--- Begin EXERCISE INPUT ---
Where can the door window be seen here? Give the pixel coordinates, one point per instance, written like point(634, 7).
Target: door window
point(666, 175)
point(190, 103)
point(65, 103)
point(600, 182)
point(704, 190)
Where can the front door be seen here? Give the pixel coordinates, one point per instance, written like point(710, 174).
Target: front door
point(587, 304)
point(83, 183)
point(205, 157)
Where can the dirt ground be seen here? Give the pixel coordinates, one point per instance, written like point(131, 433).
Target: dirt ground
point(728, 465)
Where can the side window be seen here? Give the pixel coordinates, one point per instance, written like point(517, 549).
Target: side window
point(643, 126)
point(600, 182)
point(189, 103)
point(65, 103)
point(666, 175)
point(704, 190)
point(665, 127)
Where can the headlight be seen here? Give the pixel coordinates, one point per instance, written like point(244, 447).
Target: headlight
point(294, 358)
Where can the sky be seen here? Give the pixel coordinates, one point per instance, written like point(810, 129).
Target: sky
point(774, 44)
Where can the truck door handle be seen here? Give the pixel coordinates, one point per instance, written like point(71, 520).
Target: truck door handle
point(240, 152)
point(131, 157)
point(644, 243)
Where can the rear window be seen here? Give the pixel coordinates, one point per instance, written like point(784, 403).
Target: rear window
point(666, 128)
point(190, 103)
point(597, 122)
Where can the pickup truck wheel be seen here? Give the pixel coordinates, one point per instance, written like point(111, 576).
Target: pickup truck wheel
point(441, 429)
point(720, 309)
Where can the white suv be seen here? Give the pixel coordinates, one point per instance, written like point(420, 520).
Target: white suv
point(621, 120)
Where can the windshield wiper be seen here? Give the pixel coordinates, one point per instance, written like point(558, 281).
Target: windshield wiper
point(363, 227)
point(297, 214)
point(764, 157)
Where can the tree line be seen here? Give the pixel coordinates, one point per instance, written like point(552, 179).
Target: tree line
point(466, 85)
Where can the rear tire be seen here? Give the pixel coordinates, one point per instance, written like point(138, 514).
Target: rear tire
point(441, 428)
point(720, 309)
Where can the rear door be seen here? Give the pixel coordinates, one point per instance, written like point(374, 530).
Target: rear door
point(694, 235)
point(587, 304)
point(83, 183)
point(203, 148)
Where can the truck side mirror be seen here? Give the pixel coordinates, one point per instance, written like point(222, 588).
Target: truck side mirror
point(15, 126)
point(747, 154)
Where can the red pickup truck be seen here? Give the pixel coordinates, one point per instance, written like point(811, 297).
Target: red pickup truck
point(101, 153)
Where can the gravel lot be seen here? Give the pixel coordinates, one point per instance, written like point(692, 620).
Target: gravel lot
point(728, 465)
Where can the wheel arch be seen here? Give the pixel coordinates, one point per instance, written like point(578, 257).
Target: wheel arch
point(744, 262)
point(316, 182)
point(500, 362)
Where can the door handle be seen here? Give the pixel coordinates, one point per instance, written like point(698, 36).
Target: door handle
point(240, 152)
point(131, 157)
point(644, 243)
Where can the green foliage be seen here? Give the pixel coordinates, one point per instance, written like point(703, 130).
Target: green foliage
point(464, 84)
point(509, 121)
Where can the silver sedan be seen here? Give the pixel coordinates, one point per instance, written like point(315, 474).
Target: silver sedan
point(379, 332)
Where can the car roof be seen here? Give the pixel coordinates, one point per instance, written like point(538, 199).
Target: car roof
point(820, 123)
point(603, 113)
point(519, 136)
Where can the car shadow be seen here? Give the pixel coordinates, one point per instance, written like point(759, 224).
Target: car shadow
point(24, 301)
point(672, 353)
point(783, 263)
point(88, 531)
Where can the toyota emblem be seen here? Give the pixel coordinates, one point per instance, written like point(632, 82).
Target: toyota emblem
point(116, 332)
--- End EXERCISE INPUT ---
### PROBLEM
Copy out, word for word, the records from the line containing "Where can the toyota" through the end of the records, both ends included.

### EXPECTED ANSWER
Where can the toyota emblem be seen here? Give the pixel coordinates, one point per instance, written like point(632, 82).
Target: toyota emblem
point(116, 332)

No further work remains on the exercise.